-- START OF DATASET EXCERPTS --
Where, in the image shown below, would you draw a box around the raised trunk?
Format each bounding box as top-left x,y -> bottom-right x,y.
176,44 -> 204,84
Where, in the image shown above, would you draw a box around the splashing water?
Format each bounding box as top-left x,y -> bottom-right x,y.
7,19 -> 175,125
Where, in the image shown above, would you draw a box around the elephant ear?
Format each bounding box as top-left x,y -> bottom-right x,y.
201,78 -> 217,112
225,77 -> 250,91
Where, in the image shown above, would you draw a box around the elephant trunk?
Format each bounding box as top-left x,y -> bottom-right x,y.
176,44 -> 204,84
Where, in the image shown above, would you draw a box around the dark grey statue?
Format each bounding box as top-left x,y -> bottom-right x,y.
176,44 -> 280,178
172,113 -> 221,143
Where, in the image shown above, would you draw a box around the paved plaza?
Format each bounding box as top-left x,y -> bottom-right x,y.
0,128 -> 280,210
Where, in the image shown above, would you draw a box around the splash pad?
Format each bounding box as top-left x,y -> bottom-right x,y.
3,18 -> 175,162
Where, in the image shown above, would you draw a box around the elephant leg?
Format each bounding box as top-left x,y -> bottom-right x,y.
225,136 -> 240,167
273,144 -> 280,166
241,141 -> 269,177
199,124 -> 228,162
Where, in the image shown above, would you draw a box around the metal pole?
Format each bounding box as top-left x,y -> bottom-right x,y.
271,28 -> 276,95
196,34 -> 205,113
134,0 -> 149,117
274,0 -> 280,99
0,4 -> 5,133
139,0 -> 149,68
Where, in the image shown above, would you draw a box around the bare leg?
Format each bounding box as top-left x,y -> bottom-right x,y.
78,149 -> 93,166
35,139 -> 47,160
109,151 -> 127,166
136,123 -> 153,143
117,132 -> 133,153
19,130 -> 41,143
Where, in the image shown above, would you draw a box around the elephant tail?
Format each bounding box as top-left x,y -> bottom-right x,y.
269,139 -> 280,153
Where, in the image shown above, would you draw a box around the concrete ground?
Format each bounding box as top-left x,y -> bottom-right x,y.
-- END OF DATASET EXCERPTS --
• [TASK DESCRIPTION]
Reproduce the whole listing above word for word, from its first line through its last.

• [EXERCISE RESPONSE]
Where, in the image shown below, would you draw a box around the raised trunk?
Format each bounding box as top-left x,y -> bottom-right x,y.
176,44 -> 204,84
Where, in the image shown above, would you draw a box around the splashing water?
Format each bounding box as top-left x,y -> bottom-right x,y.
7,19 -> 175,125
Where, in the image shown above, would you draw a box around the elephant ear?
Format each bounding box as top-left x,y -> bottom-right x,y.
201,78 -> 217,112
225,77 -> 250,91
Where, in the image shown above, would you draw a box around the elephant trunk?
Format each bounding box as top-left x,y -> bottom-right x,y.
176,44 -> 204,84
Where, in the image shown above, would you draw a box around the dark grey statue?
Format each bounding box as top-left x,y -> bottom-right x,y.
176,44 -> 280,178
172,113 -> 221,143
Where, in the image shown above, would you draw a box around the paved plaza?
Format each bounding box as top-left x,y -> bottom-right x,y.
0,128 -> 280,210
Where, in the image shown above, would you draw a box around the splash pad?
Format each bounding box as top-left x,y -> bottom-right x,y.
3,18 -> 175,162
Where, in the image shown above, would you draw a box around the elephant leg?
Format each bounding box as top-left x,y -> bottom-right x,y.
225,136 -> 240,167
273,144 -> 280,166
241,141 -> 269,177
199,124 -> 228,162
Where, in the image shown above, would you draw a box around the metal pole?
Format each bounding box as top-left x,y -> bottom-right x,y.
271,28 -> 276,95
196,34 -> 205,113
134,0 -> 149,117
274,0 -> 280,99
0,4 -> 5,133
139,0 -> 149,68
Where, in the image shown above, would you draw a box around the bare leg?
Format each bounding box as top-left x,y -> bottom-right x,y.
78,149 -> 93,166
35,139 -> 47,160
109,151 -> 127,166
136,123 -> 153,143
117,132 -> 133,153
19,130 -> 41,143
Where, in the image shown above, would you draw a box around the elephant tail?
Format each bounding box as top-left x,y -> bottom-right x,y.
269,139 -> 280,153
Where, in the image shown above, would you draw a box around the concrete ground?
Format each bounding box as top-left x,y -> bottom-right x,y.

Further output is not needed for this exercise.